[To be done] Change "single marker" to "single dot" throughout the items below and leave all other text unchanged. Omit the pictures from your answer.

Dataset items
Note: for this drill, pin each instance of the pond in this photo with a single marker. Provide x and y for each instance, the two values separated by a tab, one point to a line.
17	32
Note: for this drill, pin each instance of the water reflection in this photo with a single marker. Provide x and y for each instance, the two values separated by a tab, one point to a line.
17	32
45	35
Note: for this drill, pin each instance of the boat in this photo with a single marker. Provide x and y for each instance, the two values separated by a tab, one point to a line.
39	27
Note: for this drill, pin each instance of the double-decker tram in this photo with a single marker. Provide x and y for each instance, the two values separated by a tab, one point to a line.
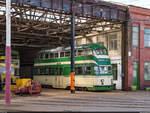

[The completed task]
Note: for this drill, pin each instance of the pond in this photo with a single dot. Provide x and y for each instance, the two values separated by a tab, one point to a line.
17	32
Note: for this drill, pin each instance of the water reflection in this photo with a single dot. Provide x and y for each instance, the two values separated by a tab, one point to a line.
17	32
45	35
Note: for this drill, pin each instance of the boat in this photo with a single dot. Provide x and y for each instance, the two values separated by a tab, one point to a line.
39	27
Note: for this drill, pin each instance of the double-decker tram in this photo with a single dot. Provide x and y for each instance, the two values separated by a tab, one point to a line.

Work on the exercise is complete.